▶ [Direction] Reproduce every one of the records below verbatim, line for line, without changing any character.

▶ [Working data]
★ ★ ★ ★ ★
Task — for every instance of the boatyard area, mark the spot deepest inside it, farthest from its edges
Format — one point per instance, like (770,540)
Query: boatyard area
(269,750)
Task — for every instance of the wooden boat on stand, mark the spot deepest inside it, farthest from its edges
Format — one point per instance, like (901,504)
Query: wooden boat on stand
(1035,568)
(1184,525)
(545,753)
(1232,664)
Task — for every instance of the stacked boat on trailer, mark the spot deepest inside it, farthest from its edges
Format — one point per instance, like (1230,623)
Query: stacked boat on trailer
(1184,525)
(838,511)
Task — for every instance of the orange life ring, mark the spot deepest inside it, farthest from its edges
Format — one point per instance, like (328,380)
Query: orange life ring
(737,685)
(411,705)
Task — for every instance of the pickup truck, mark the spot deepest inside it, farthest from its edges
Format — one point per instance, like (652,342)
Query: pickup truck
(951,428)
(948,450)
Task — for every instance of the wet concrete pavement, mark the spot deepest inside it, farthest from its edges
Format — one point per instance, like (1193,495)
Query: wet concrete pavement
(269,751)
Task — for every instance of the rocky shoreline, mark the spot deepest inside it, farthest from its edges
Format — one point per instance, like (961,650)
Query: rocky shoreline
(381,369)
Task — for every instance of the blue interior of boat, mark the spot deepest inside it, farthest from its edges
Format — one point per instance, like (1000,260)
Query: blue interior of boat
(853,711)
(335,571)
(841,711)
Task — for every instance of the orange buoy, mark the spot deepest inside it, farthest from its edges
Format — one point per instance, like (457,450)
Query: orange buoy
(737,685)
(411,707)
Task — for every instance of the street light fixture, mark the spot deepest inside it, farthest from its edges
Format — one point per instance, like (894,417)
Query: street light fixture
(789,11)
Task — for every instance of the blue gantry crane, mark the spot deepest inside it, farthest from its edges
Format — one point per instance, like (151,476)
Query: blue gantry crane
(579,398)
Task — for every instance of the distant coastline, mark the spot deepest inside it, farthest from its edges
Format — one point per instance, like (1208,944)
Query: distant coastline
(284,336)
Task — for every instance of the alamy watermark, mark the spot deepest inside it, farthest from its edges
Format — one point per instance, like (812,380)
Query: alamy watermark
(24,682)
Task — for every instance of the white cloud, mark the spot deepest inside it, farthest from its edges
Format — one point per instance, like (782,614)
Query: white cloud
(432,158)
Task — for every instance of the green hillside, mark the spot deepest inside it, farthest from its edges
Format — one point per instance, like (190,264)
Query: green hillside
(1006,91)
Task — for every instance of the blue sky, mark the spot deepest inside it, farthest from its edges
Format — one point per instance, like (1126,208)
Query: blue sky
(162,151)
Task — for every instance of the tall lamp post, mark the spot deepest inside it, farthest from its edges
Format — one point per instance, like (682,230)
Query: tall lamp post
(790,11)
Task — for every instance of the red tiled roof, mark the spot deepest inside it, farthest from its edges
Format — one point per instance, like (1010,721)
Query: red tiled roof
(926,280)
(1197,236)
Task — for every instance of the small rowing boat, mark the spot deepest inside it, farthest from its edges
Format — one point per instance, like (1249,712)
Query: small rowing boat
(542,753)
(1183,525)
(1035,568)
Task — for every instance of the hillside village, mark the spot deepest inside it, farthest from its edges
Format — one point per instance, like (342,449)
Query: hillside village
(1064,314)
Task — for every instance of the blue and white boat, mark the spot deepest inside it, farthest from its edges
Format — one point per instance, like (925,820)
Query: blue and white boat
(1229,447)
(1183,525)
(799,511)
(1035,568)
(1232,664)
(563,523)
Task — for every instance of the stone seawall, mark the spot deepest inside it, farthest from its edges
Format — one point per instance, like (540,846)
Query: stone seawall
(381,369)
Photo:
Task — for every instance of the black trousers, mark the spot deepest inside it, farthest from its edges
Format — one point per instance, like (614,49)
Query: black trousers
★ ★ ★ ★ ★
▶ [Task answer]
Task — for every instance of the boatyard area, mark the spot deepest inside it, farthest from its edges
Format — one point per instance, like (770,540)
Query: boatyard area
(269,750)
Task — for every instance of the wooden boat on stand, mark the spot deepest inside it, farthest from its edges
Format — one point per instance, like (901,504)
Query: wooden boat on stand
(1035,568)
(1184,525)
(545,753)
(1232,664)
Task — for every instance of the stacked boat on trailer, mark the spot deepest inside it, farthest from its edges
Format — one point per instance, like (1230,623)
Query: stacked boat on trailer
(1184,525)
(838,511)
Task — for every instance of the orange life ring, mark the spot deepest inside it, farthest from its edges
Format — one point per instance, like (328,380)
Query: orange life ring
(737,685)
(411,705)
Task — for every instance of the pickup truck, mark the spot deepest inside it, farthest from its edges
Format — one point per instance, like (652,342)
Query: pickup truck
(951,428)
(948,450)
Task — for every instance of the wet concrete pavement, mark the spot deepest inside it, farthest from its edges
Format — one point per instance, like (1193,495)
Query: wet concrete pavement
(269,751)
Task — for every instance of the rocky shoreline, mark the spot deepest inside it, farthest from its edges
Format — one point per instance, like (961,650)
Query: rocky shoreline
(381,369)
Task — for every instance of the blue interior of boat, mark the spot deepest inside it, farthest from its edges
Format — one point per instance, like (1000,260)
Query: blue interior of boat
(853,711)
(335,571)
(841,711)
Task — for every instance of the orange buoy, mark the spot deepest inside it, farthest from its edges
Format — one point per instance, like (457,450)
Query: orange buoy
(737,685)
(411,707)
Task — for every instance of the street light fixture, mark the spot deepest inside it, farthest from its edges
Format — one point per instance, like (894,417)
Query: street light fixture
(789,11)
Task — for every instance of the blue gantry crane, mark the spot deepest inside it, farthest from its edges
Format — one point per instance, like (151,476)
Query: blue gantry crane
(579,398)
Task — for every instance of the distant coastline, mark the spot deepest inside it, farthest from its edges
Format — one point per instance, like (1208,944)
Query: distant coastline
(284,336)
Task — for every instance of the alamy watermark, mark the spot deepest inside it, farthest from its edges
Format — one point per instance, like (812,380)
Query: alamy watermark
(24,682)
Task — for every instance of the white cloud, mark the spot deepest inside it, farthest from its edges
Format — one point per instance, like (782,614)
Query: white cloud
(432,158)
Task — for every instance of the green hillside, mark the spot deepest inside it, farthest from its edges
Format — one point per instance, like (190,264)
Query: green hillside
(1006,91)
Task — for every instance of the blue sky, mark the spot deepest inside it, farthest from its edges
Format — one point per instance, like (1126,208)
Query: blue sky
(162,151)
Task — for every instance of the tall lamp post, mark the spot deepest inside it, farthest from its edges
Format — one point per instance, like (682,230)
Query: tall lamp post
(790,11)
Task — for every instance of the red tiled roof, mark the spot deepest inside it, farthest from its edges
Format — one point per instance, like (1010,721)
Query: red tiled roof
(926,280)
(1197,236)
Task — for every instance of the small rowing boat, mark the spot deepest inside it, farthest from its edges
Format — one point per instance, like (1249,712)
Query: small rowing boat
(542,753)
(1183,525)
(1035,568)
Task — for every instance of the hillside village, mark the spot deepest inside it, farthest from its edges
Format — one point per instance, like (342,449)
Query: hillside village
(1064,314)
Task — for every instance of the blue and white boat, mark the spot deepest inside it, farthest from its edges
Format — one point per instance, like (925,820)
Query: blue and white boat
(1229,447)
(1183,525)
(799,511)
(1035,568)
(1232,664)
(563,523)
Task — for every instance of the stone seawall, mark the spot deepest inside it, farthest from its edges
Format — one point per instance, like (540,846)
Query: stone seawall
(381,369)
Photo:
Task — for every instance of the black trousers, mark the spot deepest inside it, farthest from its edges
Format — one point per instance, like (614,49)
Query: black trousers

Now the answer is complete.